Stored data

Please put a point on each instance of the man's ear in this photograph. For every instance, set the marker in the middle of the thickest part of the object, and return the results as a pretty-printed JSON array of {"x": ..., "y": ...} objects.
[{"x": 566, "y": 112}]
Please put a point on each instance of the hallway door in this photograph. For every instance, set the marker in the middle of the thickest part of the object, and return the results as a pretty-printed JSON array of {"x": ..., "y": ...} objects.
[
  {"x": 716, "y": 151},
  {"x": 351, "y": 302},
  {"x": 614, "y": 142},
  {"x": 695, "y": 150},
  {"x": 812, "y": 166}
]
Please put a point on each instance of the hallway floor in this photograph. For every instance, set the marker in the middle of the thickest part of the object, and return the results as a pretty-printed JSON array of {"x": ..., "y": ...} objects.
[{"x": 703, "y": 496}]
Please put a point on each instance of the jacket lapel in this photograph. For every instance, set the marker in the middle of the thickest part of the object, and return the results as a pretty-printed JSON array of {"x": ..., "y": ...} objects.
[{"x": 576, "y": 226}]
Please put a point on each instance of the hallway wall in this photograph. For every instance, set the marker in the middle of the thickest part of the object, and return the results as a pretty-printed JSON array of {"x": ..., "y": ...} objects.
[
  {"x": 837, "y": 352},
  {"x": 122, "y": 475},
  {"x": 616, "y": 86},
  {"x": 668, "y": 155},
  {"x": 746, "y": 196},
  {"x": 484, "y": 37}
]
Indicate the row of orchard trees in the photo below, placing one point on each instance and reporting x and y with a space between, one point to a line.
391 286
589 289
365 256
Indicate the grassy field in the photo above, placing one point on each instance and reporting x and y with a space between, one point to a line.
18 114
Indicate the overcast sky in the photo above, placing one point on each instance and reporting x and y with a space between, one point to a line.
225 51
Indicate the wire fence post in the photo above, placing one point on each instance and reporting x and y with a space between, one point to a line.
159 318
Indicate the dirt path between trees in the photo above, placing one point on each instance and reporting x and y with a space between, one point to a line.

AIM OF THE EXERCISE: Write the lines out again exactly, from the one containing "Please put a point on each instance of the hallway wall" through the last line of the records, and include no other lines.

ANSWER TO THE EXERCISE:
Please put a point on each instance of the hallway wall in this photograph. For every instance, set the marker in the middle of the thickest part of the object, and return the results as a pretty-printed JSON array of {"x": ..., "y": ...} objects.
[
  {"x": 837, "y": 352},
  {"x": 122, "y": 475},
  {"x": 616, "y": 86},
  {"x": 668, "y": 155},
  {"x": 746, "y": 196},
  {"x": 484, "y": 37}
]
Indicate the row of orchard trees in the photo below, placing one point on each instance and reporting x and y with a space between, one point to a line.
391 286
589 289
365 256
Indicate the grassy field in the photo above, placing one point on each instance and reporting x and y with a space between, one point to a line.
18 114
Indicate the overcast sky in the photo above, placing one point on each instance and reporting x and y with a space between, one point to a line.
225 51
Indicate the wire fence post in the photo above, placing one point on each instance and reporting x and y with a space between, one point to a line.
159 318
Indicate the dirt path between trees in the photo above, placing one point on each instance and reporting x and y with a space between, one point to a line.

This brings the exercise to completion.